[EXCERPT TO READ]
** START **
Where did you head to? After looking at all the posts on FB and here of everyone getting skunked, I made the call to not drive the 1.5 hours. Looks like this week and into the weekend is supposed to be nice, with exception of Thursday. Maybe we can get together next weekend, send me a message if interested.


----------



## poobah_1 (Aug 2, 2013)

eyef1shin said:


> Where did you head to? After looking at all the posts on FB and here of everyone getting skunked, I made the call to not drive the 1.5 hours. Looks like this week and into the weekend is supposed to be nice, with exception of Thursday. Maybe we can get together next weekend, send me a message if interested.


So yesterday I went to SS and fished for whiting with fresh dead shrimp in between Access 4&5.

I got there around 10:30 and I got nada until about 1:30. I pulled in a 17" whiting.

Then nothing for about another hour. Then another fairly large whiting.

From about then until 4:00 pm I caught another 5-6.

All on shrimp. High tide was 5:15, so I will echo other in saying an incoming tide for whiting is a good idea.

PooBah


----------



## iamatt (Aug 28, 2012)
** END **
[SUPPLIED DATA]
** START **
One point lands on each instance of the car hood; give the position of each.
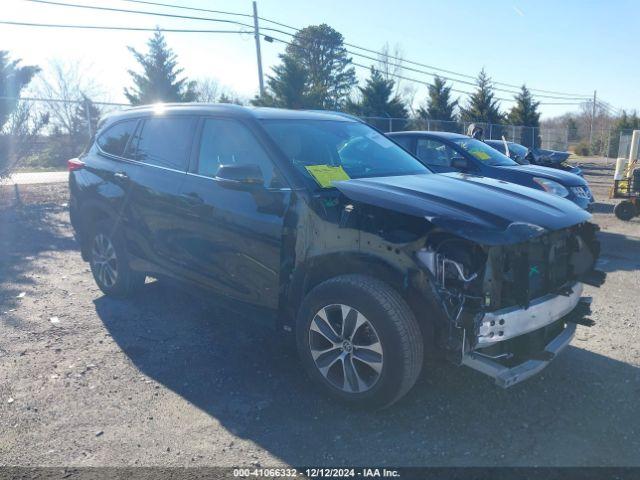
** END **
[EXERCISE GOAL]
Copy out the forum thread about fishing for whiting above in full, word for word.

[OUTPUT FOR THIS EXERCISE]
Where did you head to? After looking at all the posts on FB and here of everyone getting skunked, I made the call to not drive the 1.5 hours. Looks like this week and into the weekend is supposed to be nice, with exception of Thursday. Maybe we can get together next weekend, send me a message if interested.


----------



## poobah_1 (Aug 2, 2013)

eyef1shin said:


> Where did you head to? After looking at all the posts on FB and here of everyone getting skunked, I made the call to not drive the 1.5 hours. Looks like this week and into the weekend is supposed to be nice, with exception of Thursday. Maybe we can get together next weekend, send me a message if interested.


So yesterday I went to SS and fished for whiting with fresh dead shrimp in between Access 4&5.

I got there around 10:30 and I got nada until about 1:30. I pulled in a 17" whiting.

Then nothing for about another hour. Then another fairly large whiting.

From about then until 4:00 pm I caught another 5-6.

All on shrimp. High tide was 5:15, so I will echo other in saying an incoming tide for whiting is a good idea.

PooBah


----------



## iamatt (Aug 28, 2012)